**Task directions**
Copy out all of the lines below, requests included. Multiply every bounding box coordinate in the answers by 0.8 and round each result to a whole number, with halves rounded up. Leave the pictures out.

**Material to process**
▬▬▬

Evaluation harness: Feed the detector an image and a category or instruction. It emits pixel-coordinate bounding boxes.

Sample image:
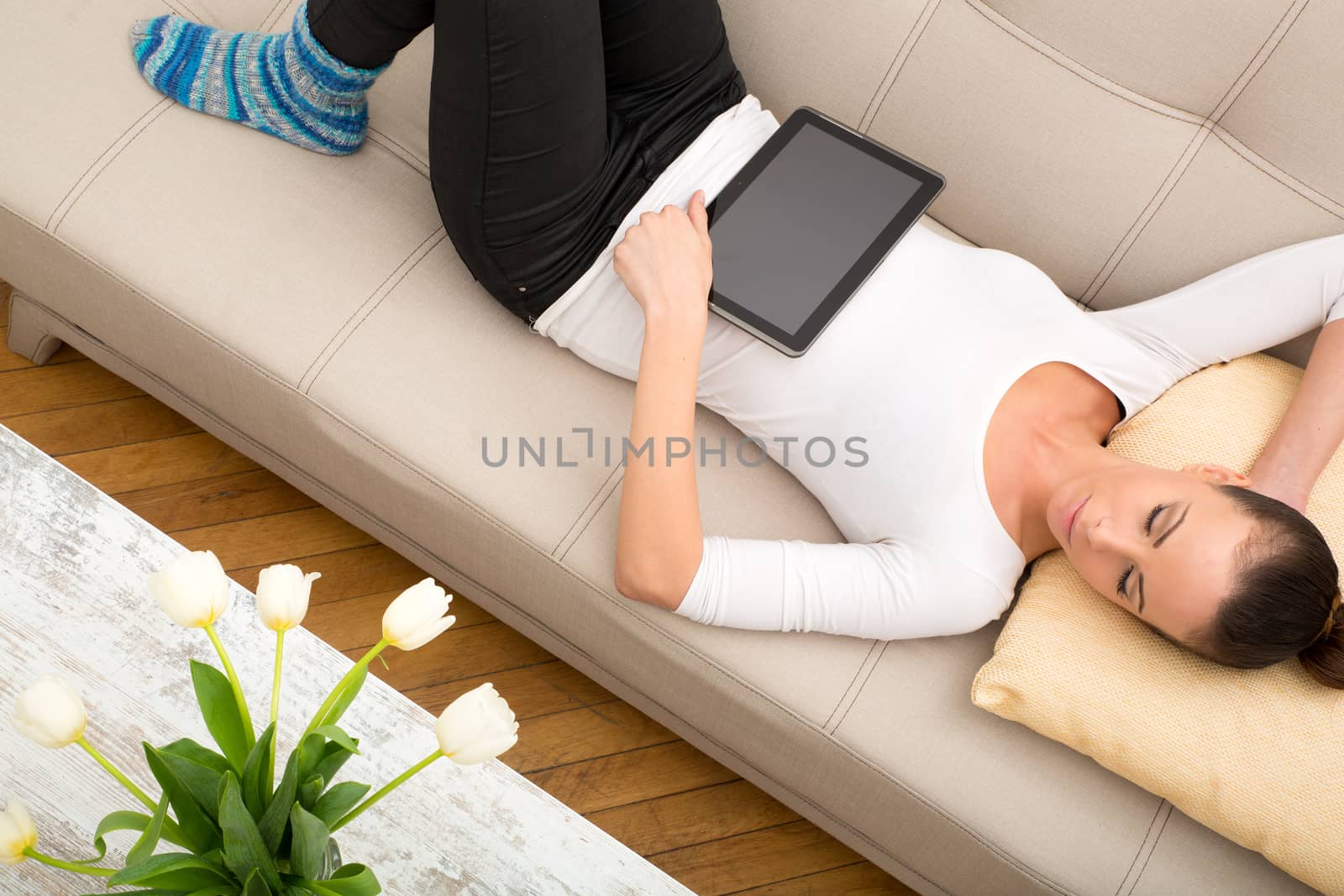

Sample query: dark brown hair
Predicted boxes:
[1168,484,1344,688]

▬▬▬

**Result of the task**
Evaluation harness: Feed the detector an image and a category or instruction. It emits pixel-coordinate bounding boxes.

Sample image:

Sample query: dark brown hair
Predicted boxes:
[934,387,1075,550]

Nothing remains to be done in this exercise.